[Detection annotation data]
..............................

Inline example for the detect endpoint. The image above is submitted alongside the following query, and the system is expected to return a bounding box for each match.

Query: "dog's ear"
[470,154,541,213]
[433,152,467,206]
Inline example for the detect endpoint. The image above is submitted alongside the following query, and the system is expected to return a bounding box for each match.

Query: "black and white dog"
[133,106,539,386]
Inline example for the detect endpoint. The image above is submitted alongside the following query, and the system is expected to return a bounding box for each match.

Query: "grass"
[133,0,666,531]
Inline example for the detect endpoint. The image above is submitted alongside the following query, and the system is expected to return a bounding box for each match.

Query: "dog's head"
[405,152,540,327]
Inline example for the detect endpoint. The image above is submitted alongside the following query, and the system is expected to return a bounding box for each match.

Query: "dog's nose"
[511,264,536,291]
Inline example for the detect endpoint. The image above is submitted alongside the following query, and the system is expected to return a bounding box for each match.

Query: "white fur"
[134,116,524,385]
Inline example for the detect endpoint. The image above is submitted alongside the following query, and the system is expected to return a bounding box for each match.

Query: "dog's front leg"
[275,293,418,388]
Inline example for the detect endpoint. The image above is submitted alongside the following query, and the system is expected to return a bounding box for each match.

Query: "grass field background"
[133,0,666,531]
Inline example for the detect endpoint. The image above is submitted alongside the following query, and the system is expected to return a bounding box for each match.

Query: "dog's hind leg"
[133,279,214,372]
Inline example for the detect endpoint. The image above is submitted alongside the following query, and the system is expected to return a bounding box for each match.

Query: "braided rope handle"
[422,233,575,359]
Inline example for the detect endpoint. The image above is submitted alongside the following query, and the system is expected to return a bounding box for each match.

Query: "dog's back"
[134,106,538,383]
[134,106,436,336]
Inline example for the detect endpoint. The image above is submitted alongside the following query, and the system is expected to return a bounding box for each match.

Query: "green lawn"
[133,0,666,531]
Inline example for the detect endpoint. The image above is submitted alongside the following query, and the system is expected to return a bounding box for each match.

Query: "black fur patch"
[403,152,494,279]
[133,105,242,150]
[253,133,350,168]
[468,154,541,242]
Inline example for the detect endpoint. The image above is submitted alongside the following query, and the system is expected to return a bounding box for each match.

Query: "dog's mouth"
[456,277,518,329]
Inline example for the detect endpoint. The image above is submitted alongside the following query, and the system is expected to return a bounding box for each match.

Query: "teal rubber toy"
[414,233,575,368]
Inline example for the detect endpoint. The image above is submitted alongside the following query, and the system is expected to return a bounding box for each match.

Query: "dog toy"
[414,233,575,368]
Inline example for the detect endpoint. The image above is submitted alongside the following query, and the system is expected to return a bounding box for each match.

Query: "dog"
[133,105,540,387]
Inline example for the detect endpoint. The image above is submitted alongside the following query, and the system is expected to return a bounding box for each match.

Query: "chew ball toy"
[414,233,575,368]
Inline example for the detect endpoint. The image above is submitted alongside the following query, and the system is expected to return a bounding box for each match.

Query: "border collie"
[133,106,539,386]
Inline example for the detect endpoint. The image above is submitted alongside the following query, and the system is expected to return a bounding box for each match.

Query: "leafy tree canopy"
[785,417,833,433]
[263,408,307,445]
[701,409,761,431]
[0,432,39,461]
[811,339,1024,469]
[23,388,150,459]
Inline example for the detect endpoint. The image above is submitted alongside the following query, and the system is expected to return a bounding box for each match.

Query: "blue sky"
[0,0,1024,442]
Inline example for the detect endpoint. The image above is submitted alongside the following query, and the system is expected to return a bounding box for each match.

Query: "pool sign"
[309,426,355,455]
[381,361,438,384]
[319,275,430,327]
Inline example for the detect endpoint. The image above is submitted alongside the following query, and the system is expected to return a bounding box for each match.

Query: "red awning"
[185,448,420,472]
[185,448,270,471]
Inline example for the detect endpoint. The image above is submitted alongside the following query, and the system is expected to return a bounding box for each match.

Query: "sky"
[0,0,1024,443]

..............................

* [Direction]
Copy all of the data above line for line, with nothing changed.

* [The result]
Inline example for the detect endpoint. The image above is submitted alongside the following query, and the system is expected to return a bounding box for each match.

Query: "dog's ear"
[470,154,541,213]
[433,152,467,206]
Inline example for the detect endpoint. The image above is submitted alongside the following query, and the system is expected to return a bounding box for each match.

Query: "black and white dog"
[133,106,539,386]
Inline example for the detect endpoint. The image above is submitted alongside the following query, and the system is expected to return a bounding box for each match.

Query: "grass"
[133,0,666,531]
Inline example for the detect endpoint. The image above is submitted alongside the following query, and the system is expected to return a bounding box for each match.

Query: "dog's head"
[405,152,540,327]
Inline example for the detect endpoint. The image above is submitted alongside the following query, and the system is expected to return a bounding box for each match.

Query: "dog's nose"
[511,264,536,291]
Inline example for the detect endpoint. The image above is submitted alongside the following query, and the system is expected to return a bounding box for each match.

Query: "white fur"
[134,116,524,385]
Inline example for the detect endpoint. The image above is submitted alongside the following query, and the system is expected to return a bounding box for each match.

Query: "dog's front leg"
[275,293,418,388]
Inline example for the detect endpoint. The image above is submitted alongside the following query, and the system is expected to return a bounding box for each match.

Query: "grass field background"
[133,0,666,531]
Inline example for the detect endpoint. The image above is submitted alongside the following query, and the system is expected to return a bounding box for each match.

Query: "dog's hind leg"
[133,279,214,372]
Inline example for the detect endpoint. The image above is submitted alongside the following query, and the system is expected to return a bounding box for each match.

Query: "braided rope handle"
[422,233,575,359]
Inline example for the detect endpoint. The image above is submitted alongside the following query, and the system is expected to return a bounding box for each match.

Query: "dog's back"
[134,106,538,383]
[134,106,436,336]
Inline example for the detect endpoint. The image above is submitted alongside the following query, and the system is expected to return a bounding box for each match.

Query: "green lawn"
[133,0,666,531]
Inline example for the detect endpoint. The image above is submitted alongside the following query, and the system is expected to return a bounding box for each match.

Query: "black fur patch"
[403,152,494,279]
[133,105,242,150]
[253,133,350,168]
[468,154,541,242]
Inline example for the detect endpoint. The image above is submitted alongside the following query, and the system is expected to return a bounding box for each match.

Query: "dog's mouth"
[456,277,518,329]
Inline example for the detect endpoint. The image above is submitted alongside the following query, and the system is expected to return a bounding box for each match.

Query: "teal rubber toy"
[414,233,575,368]
Inline example for the detect endpoint. The image above is submitted alongside the following query, and the system is expected to return a bounding box for each match.

Query: "dog toy"
[414,233,575,368]
Inline example for the detect endpoint. The image above is submitted alongside the following query, and the system is expected to return a bounding box for each match.

Query: "dog"
[133,105,540,387]
Inline example for the detect endpoint. The image above is submitted alongside the following query, and the system is expected to return a bounding box for each match.

Query: "chew ball toy"
[414,233,575,368]
Inline example for the detect endpoint. The image above is submitted alongside the following query, and the system is expected to return a bounding box for each match.

Query: "border collie"
[133,106,539,386]
Inline example for the detect endpoint. The image above is submitted alongside the following query, and the system is expected to return a bounding box for each match.

Query: "leafy tree canopy"
[785,417,833,433]
[263,408,307,445]
[701,409,761,431]
[0,432,39,461]
[811,339,1024,469]
[23,388,150,459]
Inline example for the detect endpoint. The image above is submitted alongside the following query, and the system is expected to return a bounding box for each match.

Query: "blue sky"
[0,0,1024,442]
Inline example for the detect endpoint. The image above is submitted alongside the following query, and the system is expected to return a bounding box for each match.

Query: "pool sign"
[309,426,355,455]
[381,361,438,384]
[319,275,430,327]
Inline example for the detect endpoint. The image above is submitted alongside the following query, and the system is expected to return a bounding box for each match.

Query: "red awning"
[185,448,420,472]
[185,448,270,471]
Inline example for the detect endpoint. The image above is submitted alongside the following query, and the system is expected to return a bounding box for each match.

Query: "sky"
[0,0,1024,443]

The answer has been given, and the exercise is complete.